FRAGMENTO EXTRAÍDO ▸
-=-=-

El pasado 1 de diciembre el presidente Lopez Obrador presentó uno más de sus informes de gobierno, en este caso para celebrar un año en el poder. Nos compartió que de 100 promesas (iniciativas de gobierno) que formuló a finales de 2018, 89 estaban cumplidas. En términos aritméticos 8.9 es entre muy buena y excelente calificación.
Pero esas son sus cifras.
Son cuatro las principales responsabilidades del Estado: mantener la integridad territorial; proporcionar seguridad a su población; promover el bienestar de sus ciudadanos y preservar sus instituciones democráticas. El alcance de estos objetivos debe ser el principal propósito de cualquier gobierno y la razón de ser del Estado.
La integridad territorial de México, en estricto sentido, no se ha visto amenazada en los últimos cien años. No es tema de preocupación (a menos que tomemos el concepto de control territorial, que nos llevaría a otra discusión).
En el segundo gran objetivo el panorama es desalentador. La inseguridad ha crecido y la situación no tiene visos de mejora. El año por concluir apunta a hacerlo con la cifra histórica más alta en homicidios dolosos. La reconfiguración de los aparatos de seguridad no ha dado los resultados esperados. Más aún, ha generado tensiones, conflictos y desencuentros entre las corporaciones del Estado, que han complicado aún más su capacidad de respuesta. Entidades como Guanajuato, Michoacán, Tamaulipas, Veracruz o Baja California, de alta incidencia delictiva debido a la presencia de las más poderosas organizaciones del crimen, siguen a la espera de que la federación haga su parte. La Guardia Nacional llega con gotero, sin estrategia, sin liderazgo y sin recursos. El cumplimiento de esta asignatura esta pendiente.

-=-=-

ÍTEMS EXTRAÍDOS ▸
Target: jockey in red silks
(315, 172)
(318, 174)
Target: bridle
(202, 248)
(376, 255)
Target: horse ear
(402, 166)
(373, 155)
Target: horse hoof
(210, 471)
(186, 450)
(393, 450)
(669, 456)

-=-=-

TAREA ASIGNADA A ▸
En el fragmento sobre el informe de gobierno, ¿cuántas de las 100 promesas formuladas a finales de 2018 aparecían como cumplidas?
TAREA ASIGNADA B ▸
Reproduce del fragmento, sin cambios, el tramo que va desde "Pero esas son" hasta "a otra discusión).".
Para resolver, consulta únicamente el fragmento.

RESPUESTA ESCRITA A ▸
89 de las 100 promesas.

RESPUESTA ESCRITA B ▸
Pero esas son sus cifras.
Son cuatro las principales responsabilidades del Estado: mantener la integridad territorial; proporcionar seguridad a su población; promover el bienestar de sus ciudadanos y preservar sus instituciones democráticas. El alcance de estos objetivos debe ser el principal propósito de cualquier gobierno y la razón de ser del Estado.
La integridad territorial de México, en estricto sentido, no se ha visto amenazada en los últimos cien años. No es tema de preocupación (a menos que tomemos el concepto de control territorial, que nos llevaría a otra discusión).